» Selected extract
----
Thursday, October 2, 2014

New Blog (CherLeo.com/)

Hello readers,
Please note that I've migrated this blog to a new address. It's the same content, but with an updated look. I'll be writing on http://www.cherleo.com/ from now on.

Thanks!

Thursday, August 28, 2014

The Pain-Happiness Combo

This has been a week of reflection for me. I've been struggling with little things that often seem not so little. And then I think back...so many things have gone wrong this year. How much more can I take?

It's sometimes when we are down that we come up with uplifting lessons for ourselves, isn't it?  I realized that this is my life. Of course, had I been given the choice, I wouldn't have chosen it exactly the way it's been given to me. I would have kept many things the same, but I would have deleted the part where my son died. But for reasons that are beyond me, these are the cards I've been dealt. This is MY life. It's not perfect and I'm sure, many look at me and feel relieved that this is not their lives.  I have to work with what I have, I have to somehow, overcome all this. Overcome losing my son, overcome any job problems, overcome the sadness and the pain and any other crap that might come at me.

I'm in no way a hero or a strong person. Going through something this horrible doesn't make you stronger. In fact, it breaks you in a million pieces and you patiently need to piece yourself back toghether.  And you don't always put all the pieces in the right places. Sometimes, you lose a few of them in the process.
----
» Given information
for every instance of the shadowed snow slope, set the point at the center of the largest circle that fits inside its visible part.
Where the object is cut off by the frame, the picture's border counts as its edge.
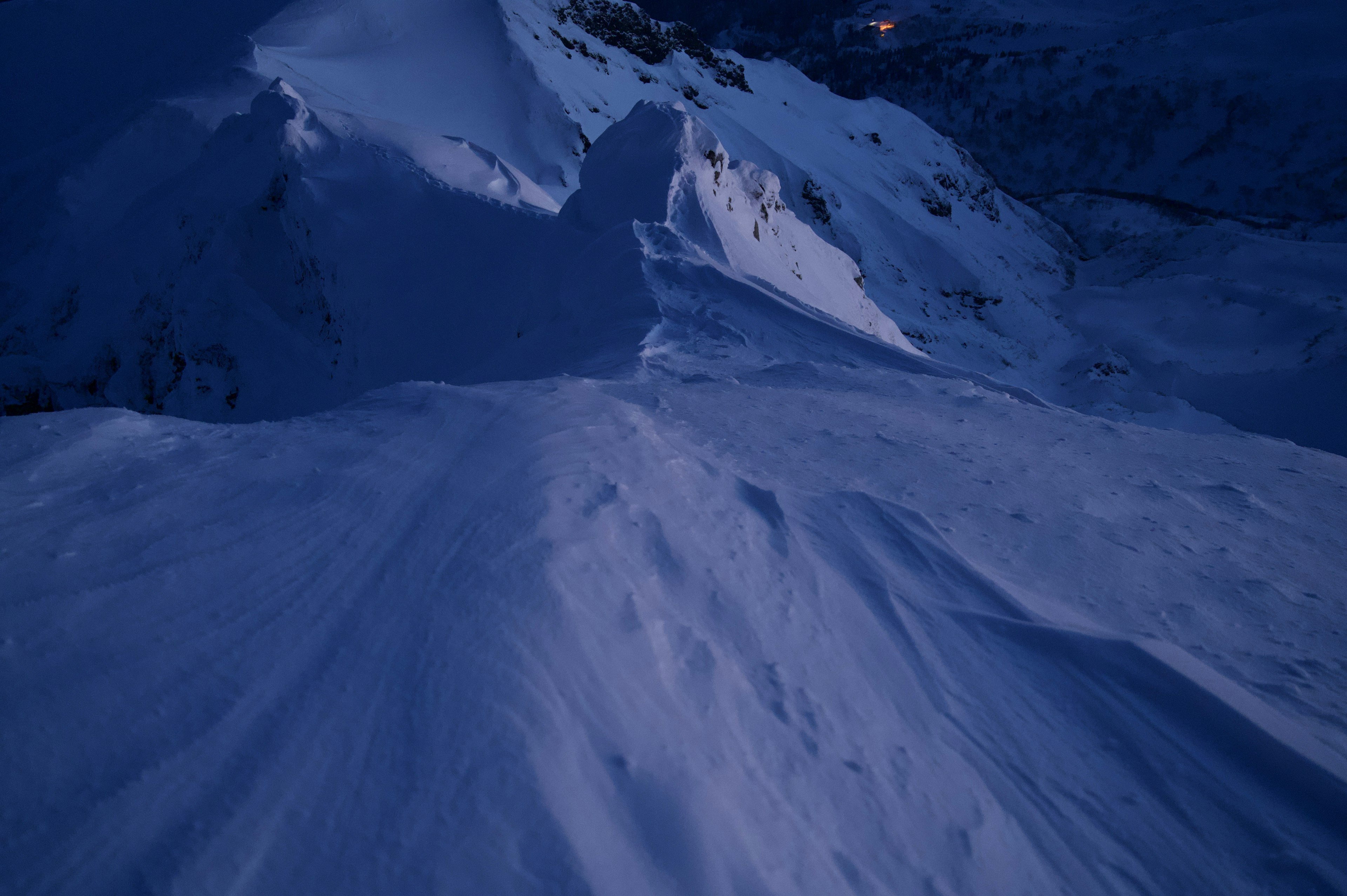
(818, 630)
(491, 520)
----
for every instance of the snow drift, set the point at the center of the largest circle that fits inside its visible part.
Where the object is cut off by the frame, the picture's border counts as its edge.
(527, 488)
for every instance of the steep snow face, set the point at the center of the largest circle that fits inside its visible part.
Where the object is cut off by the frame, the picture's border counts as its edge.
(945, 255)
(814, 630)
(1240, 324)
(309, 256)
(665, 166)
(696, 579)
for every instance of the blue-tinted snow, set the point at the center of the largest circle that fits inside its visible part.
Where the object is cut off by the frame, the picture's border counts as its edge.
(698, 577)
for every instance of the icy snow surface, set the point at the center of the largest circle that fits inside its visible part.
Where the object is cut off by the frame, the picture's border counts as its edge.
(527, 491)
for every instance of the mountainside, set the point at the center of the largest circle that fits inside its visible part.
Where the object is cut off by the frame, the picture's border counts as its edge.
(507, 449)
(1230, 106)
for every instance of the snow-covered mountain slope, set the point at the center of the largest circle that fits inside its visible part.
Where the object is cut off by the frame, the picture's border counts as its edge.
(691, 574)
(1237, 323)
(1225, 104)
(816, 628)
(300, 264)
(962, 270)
----
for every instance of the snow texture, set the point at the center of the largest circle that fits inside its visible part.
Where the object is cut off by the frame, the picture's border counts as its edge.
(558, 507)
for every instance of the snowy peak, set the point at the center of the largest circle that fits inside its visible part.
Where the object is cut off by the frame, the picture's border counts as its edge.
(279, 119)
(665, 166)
----
» Your instructions
Repeat the part of the blog entries that starts with "I'm in no way" and goes on through "in the process.", word for word. The data comes from a different source than the blog entries.

» Response below
I'm in no way a hero or a strong person. Going through something this horrible doesn't make you stronger. In fact, it breaks you in a million pieces and you patiently need to piece yourself back toghether.  And you don't always put all the pieces in the right places. Sometimes, you lose a few of them in the process.